» Work instructions
Recast every one of the rows below as a two-column CSV with the header input,output. Give one CSV line per row, with the row's text under input and its answer under output, each wrapped in double quotes and with any line breaks replaced by spaces.
[START OF Provided information]
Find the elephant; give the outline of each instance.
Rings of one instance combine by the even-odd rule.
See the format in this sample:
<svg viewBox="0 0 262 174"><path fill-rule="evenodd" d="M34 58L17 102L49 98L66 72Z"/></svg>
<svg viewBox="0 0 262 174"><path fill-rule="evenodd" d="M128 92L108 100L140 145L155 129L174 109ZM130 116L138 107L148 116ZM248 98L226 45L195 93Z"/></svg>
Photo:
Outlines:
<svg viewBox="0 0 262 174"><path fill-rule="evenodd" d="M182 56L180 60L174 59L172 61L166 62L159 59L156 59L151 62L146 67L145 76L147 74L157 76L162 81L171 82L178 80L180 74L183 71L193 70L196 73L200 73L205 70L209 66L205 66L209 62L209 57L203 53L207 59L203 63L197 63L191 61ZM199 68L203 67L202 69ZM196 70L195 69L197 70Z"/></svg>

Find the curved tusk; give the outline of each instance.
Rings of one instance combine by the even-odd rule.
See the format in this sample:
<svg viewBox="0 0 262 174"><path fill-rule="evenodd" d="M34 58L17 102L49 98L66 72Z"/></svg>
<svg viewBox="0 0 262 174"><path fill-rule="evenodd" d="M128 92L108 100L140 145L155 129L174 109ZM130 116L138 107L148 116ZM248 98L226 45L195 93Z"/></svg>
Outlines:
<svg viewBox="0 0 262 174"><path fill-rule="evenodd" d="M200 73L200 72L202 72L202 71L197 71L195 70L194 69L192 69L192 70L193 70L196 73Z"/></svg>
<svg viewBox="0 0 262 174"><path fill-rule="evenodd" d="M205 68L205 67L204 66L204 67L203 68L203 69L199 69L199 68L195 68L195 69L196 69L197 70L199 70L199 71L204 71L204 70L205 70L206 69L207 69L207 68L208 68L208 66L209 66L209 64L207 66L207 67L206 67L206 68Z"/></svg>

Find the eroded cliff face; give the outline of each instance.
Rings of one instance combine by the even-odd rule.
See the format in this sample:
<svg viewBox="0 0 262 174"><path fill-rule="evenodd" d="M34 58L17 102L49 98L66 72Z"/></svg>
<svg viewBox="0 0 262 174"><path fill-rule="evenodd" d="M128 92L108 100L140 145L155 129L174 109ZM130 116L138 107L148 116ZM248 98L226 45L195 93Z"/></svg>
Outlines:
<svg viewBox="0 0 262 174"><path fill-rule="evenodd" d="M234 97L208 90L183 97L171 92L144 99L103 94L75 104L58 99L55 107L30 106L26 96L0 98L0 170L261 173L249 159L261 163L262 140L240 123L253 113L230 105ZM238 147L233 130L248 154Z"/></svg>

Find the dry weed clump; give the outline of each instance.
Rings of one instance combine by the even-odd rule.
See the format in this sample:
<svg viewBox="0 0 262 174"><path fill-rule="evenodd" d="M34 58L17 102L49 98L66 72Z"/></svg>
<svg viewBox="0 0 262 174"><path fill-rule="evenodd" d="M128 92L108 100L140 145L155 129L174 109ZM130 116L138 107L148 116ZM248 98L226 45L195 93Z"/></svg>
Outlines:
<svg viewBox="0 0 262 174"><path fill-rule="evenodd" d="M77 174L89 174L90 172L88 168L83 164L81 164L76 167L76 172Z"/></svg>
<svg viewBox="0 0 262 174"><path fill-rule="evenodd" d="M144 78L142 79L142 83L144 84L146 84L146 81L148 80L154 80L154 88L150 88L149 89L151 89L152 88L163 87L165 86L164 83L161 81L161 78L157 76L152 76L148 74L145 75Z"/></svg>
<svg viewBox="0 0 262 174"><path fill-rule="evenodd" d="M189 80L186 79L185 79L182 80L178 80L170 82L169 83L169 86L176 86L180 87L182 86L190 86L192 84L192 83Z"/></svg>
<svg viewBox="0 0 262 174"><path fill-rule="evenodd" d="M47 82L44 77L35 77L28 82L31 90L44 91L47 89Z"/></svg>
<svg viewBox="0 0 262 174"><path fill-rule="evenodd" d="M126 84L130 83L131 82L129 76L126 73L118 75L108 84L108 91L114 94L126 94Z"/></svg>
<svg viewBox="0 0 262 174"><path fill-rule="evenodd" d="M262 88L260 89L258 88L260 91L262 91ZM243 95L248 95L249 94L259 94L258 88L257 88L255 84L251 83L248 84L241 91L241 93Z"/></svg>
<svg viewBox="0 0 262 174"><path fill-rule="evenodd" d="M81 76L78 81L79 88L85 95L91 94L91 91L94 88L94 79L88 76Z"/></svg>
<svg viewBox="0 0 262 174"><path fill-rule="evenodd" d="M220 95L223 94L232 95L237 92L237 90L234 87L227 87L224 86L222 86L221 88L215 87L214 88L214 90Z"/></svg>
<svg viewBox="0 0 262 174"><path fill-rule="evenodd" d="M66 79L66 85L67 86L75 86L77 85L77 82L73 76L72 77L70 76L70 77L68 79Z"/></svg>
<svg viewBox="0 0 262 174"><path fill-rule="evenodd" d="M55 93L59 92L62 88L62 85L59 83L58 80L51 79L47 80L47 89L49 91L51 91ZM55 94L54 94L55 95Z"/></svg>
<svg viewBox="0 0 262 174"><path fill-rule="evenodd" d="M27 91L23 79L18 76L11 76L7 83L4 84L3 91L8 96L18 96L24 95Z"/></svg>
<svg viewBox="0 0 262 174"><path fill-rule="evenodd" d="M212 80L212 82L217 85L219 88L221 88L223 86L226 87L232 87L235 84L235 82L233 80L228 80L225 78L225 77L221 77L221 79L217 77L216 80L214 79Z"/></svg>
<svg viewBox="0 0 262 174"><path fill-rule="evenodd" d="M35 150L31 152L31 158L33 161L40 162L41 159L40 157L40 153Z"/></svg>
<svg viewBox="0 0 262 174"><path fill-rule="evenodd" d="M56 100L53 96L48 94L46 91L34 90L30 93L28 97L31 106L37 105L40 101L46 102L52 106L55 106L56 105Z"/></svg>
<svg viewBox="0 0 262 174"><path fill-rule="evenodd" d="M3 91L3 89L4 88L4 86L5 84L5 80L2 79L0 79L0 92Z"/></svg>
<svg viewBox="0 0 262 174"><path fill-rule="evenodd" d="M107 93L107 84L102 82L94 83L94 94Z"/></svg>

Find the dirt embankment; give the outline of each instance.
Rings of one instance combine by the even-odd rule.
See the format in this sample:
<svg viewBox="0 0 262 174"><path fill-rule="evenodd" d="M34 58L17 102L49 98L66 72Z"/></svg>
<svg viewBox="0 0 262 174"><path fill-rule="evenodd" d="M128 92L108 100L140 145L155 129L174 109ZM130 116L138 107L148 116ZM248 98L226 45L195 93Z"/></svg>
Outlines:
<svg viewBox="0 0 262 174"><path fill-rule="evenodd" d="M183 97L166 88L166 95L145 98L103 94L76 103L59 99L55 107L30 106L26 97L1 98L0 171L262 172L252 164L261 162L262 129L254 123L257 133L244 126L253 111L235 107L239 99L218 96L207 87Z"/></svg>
[END OF Provided information]
» Final result
input,output
"Find the elephant; give the outline of each instance. Rings of one instance combine by the even-odd rule. See the format in this sample: <svg viewBox=""0 0 262 174""><path fill-rule=""evenodd"" d=""M34 58L17 102L49 98L66 72Z""/></svg> <svg viewBox=""0 0 262 174""><path fill-rule=""evenodd"" d=""M128 92L108 100L140 145L155 129L174 109ZM130 116L138 107L148 116ZM248 98L226 45L195 93Z""/></svg> Photo: Outlines:","<svg viewBox=""0 0 262 174""><path fill-rule=""evenodd"" d=""M182 56L180 60L174 59L172 61L166 62L159 59L156 59L151 62L146 67L145 76L147 74L157 76L162 81L171 82L178 80L180 74L183 71L193 70L196 73L200 73L205 70L209 66L205 66L209 62L209 57L203 53L207 59L203 63L197 63L191 61ZM199 68L203 67L202 69ZM196 70L195 69L197 70Z""/></svg>"
"Find the curved tusk; give the outline of each instance. Rings of one instance combine by the even-odd rule. See the format in this sample: <svg viewBox=""0 0 262 174""><path fill-rule=""evenodd"" d=""M34 58L17 102L49 98L66 72Z""/></svg> <svg viewBox=""0 0 262 174""><path fill-rule=""evenodd"" d=""M128 92L108 100L140 145L155 129L174 109ZM130 116L138 107L148 116ZM248 98L226 45L195 93Z""/></svg> Outlines:","<svg viewBox=""0 0 262 174""><path fill-rule=""evenodd"" d=""M200 73L200 72L202 72L202 71L197 71L195 70L194 69L192 69L192 70L193 70L196 73Z""/></svg> <svg viewBox=""0 0 262 174""><path fill-rule=""evenodd"" d=""M205 68L205 67L204 66L204 67L203 68L203 69L199 69L199 68L195 68L195 69L196 69L197 70L199 70L199 71L204 71L204 70L205 70L206 69L207 69L207 68L208 68L208 66L209 66L209 64L207 66L207 67L206 67L206 68Z""/></svg>"
"Find the eroded cliff face; give the outline of each instance. Rings of one instance combine by the even-odd rule. See the format in this sample: <svg viewBox=""0 0 262 174""><path fill-rule=""evenodd"" d=""M34 58L17 102L49 98L66 72Z""/></svg> <svg viewBox=""0 0 262 174""><path fill-rule=""evenodd"" d=""M128 92L108 100L140 145L155 129L174 109ZM130 116L138 107L148 116ZM248 98L226 45L195 93Z""/></svg> Outlines:","<svg viewBox=""0 0 262 174""><path fill-rule=""evenodd"" d=""M234 97L208 90L183 97L171 92L144 99L103 94L75 104L58 99L55 107L30 106L26 96L0 98L0 170L261 173L249 159L261 163L262 140L240 123L253 113L230 105ZM238 147L233 130L248 154Z""/></svg>"
"Find the dry weed clump; give the outline of each instance. Rings of one instance combine by the even-odd rule. See the format in this sample: <svg viewBox=""0 0 262 174""><path fill-rule=""evenodd"" d=""M34 58L17 102L49 98L66 72Z""/></svg> <svg viewBox=""0 0 262 174""><path fill-rule=""evenodd"" d=""M128 92L108 100L140 145L155 129L174 109ZM130 116L138 107L148 116ZM248 98L226 45L195 93Z""/></svg> Outlines:","<svg viewBox=""0 0 262 174""><path fill-rule=""evenodd"" d=""M77 174L89 174L90 172L88 168L83 164L81 164L76 167L76 172Z""/></svg> <svg viewBox=""0 0 262 174""><path fill-rule=""evenodd"" d=""M144 78L142 79L142 83L144 84L146 84L146 81L148 80L154 80L154 88L150 88L149 89L151 89L152 88L163 87L165 86L164 83L161 81L161 78L157 76L152 76L148 74L145 75Z""/></svg> <svg viewBox=""0 0 262 174""><path fill-rule=""evenodd"" d=""M189 80L186 79L185 79L182 80L178 80L170 82L169 83L169 86L176 86L180 87L182 86L190 86L192 84L192 83Z""/></svg> <svg viewBox=""0 0 262 174""><path fill-rule=""evenodd"" d=""M47 82L44 77L35 77L28 82L31 90L44 91L47 89Z""/></svg> <svg viewBox=""0 0 262 174""><path fill-rule=""evenodd"" d=""M126 84L130 83L131 82L129 76L126 73L118 75L108 84L108 91L114 94L126 94Z""/></svg> <svg viewBox=""0 0 262 174""><path fill-rule=""evenodd"" d=""M262 88L260 89L258 88L260 91L262 91ZM243 95L248 95L249 94L259 94L258 88L257 88L255 84L251 83L248 84L241 91L241 93Z""/></svg> <svg viewBox=""0 0 262 174""><path fill-rule=""evenodd"" d=""M81 76L78 81L79 88L85 95L91 94L91 91L94 88L94 79L88 76Z""/></svg> <svg viewBox=""0 0 262 174""><path fill-rule=""evenodd"" d=""M220 95L223 94L232 95L237 92L237 90L234 87L227 87L224 86L222 86L221 88L215 87L214 88L214 90Z""/></svg> <svg viewBox=""0 0 262 174""><path fill-rule=""evenodd"" d=""M66 79L66 85L67 86L75 86L77 85L77 82L73 76L72 77L70 76L70 77L68 79Z""/></svg> <svg viewBox=""0 0 262 174""><path fill-rule=""evenodd"" d=""M55 93L59 92L62 88L62 85L59 83L58 80L51 79L47 80L47 89L49 91L51 91ZM55 94L54 94L55 95Z""/></svg> <svg viewBox=""0 0 262 174""><path fill-rule=""evenodd"" d=""M27 91L23 79L18 76L11 76L7 83L4 84L3 91L8 96L18 96L24 95Z""/></svg> <svg viewBox=""0 0 262 174""><path fill-rule=""evenodd"" d=""M212 80L212 82L217 85L219 88L221 88L223 86L226 87L232 87L235 84L235 82L233 80L228 80L225 78L225 77L221 77L221 79L217 77L216 80L214 79Z""/></svg> <svg viewBox=""0 0 262 174""><path fill-rule=""evenodd"" d=""M35 150L31 152L31 158L33 161L40 162L41 159L40 157L40 153Z""/></svg> <svg viewBox=""0 0 262 174""><path fill-rule=""evenodd"" d=""M56 100L53 96L48 94L46 91L34 90L30 93L28 97L31 106L37 105L40 101L46 102L52 106L55 106L56 105Z""/></svg> <svg viewBox=""0 0 262 174""><path fill-rule=""evenodd"" d=""M3 91L3 89L4 88L4 86L5 84L5 80L2 79L0 79L0 92Z""/></svg> <svg viewBox=""0 0 262 174""><path fill-rule=""evenodd"" d=""M107 93L107 84L102 82L94 83L94 94Z""/></svg>"
"Find the dirt embankment; give the outline of each instance. Rings of one instance combine by the even-odd rule. See the format in this sample: <svg viewBox=""0 0 262 174""><path fill-rule=""evenodd"" d=""M34 58L17 102L49 98L66 72Z""/></svg> <svg viewBox=""0 0 262 174""><path fill-rule=""evenodd"" d=""M128 92L108 100L140 145L155 129L174 109ZM130 116L138 107L148 116ZM248 98L226 45L195 93Z""/></svg> Outlines:","<svg viewBox=""0 0 262 174""><path fill-rule=""evenodd"" d=""M183 97L166 88L166 95L145 98L103 94L76 103L59 99L55 107L30 106L26 97L1 98L0 171L262 172L252 164L261 162L262 129L254 123L257 133L244 126L253 111L235 107L239 99L218 96L207 87Z""/></svg>"